Records from a data collection:
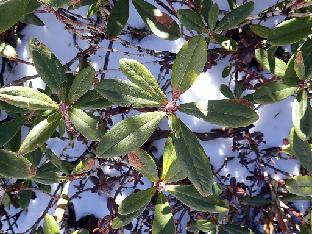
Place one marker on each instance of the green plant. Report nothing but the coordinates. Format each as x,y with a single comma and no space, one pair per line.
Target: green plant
143,92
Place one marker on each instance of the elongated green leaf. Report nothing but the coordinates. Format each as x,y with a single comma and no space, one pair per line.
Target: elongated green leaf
48,66
305,59
62,165
126,93
12,166
290,31
260,30
189,63
27,98
161,24
172,170
47,174
40,134
118,18
138,74
136,201
122,220
235,17
31,18
233,229
163,222
273,91
9,129
92,100
82,83
276,66
193,157
57,3
301,149
144,163
204,226
11,11
291,77
231,113
85,124
50,226
191,20
213,16
300,185
188,195
10,108
302,116
129,134
226,42
8,51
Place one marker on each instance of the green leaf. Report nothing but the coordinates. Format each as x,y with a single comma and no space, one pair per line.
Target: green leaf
138,74
85,124
163,222
273,91
144,163
172,169
301,149
32,19
50,226
125,93
302,116
129,134
226,91
81,84
257,201
291,77
27,98
276,66
48,66
56,3
299,66
122,220
118,18
189,63
12,166
161,24
81,231
226,42
233,229
193,157
203,225
6,50
10,108
9,129
305,60
231,113
136,201
188,195
213,16
235,17
40,134
62,165
260,30
11,11
47,174
191,20
290,31
300,185
92,100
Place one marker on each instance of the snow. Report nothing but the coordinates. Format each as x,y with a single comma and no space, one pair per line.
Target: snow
274,121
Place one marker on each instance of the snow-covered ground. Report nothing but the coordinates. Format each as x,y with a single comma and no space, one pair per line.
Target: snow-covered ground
274,121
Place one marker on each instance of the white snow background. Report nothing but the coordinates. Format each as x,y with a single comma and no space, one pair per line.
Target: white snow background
274,121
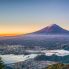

TASK DESCRIPTION: Gather every line of the entries above that contains the word "green". Case counts, so skip lines where it appears only with different capitalization.

ANSWER TO THE TASK:
Place one marker on each instance of the green plant. Report nothing but the coordinates. Format each as x,y with a single comma and no space, one pair per line.
Target: green plant
Place one marker on each instance of the elongated green leaf. Report nothing but the coordinates. Format each as x,y with a single comma and no space, one pair per line.
Target: elongated green leaf
Place one marker on each instance of the green leaf. Report nothing but the coordinates. Format each as x,y with a single comma and no space, one pair per line.
Target: green leaf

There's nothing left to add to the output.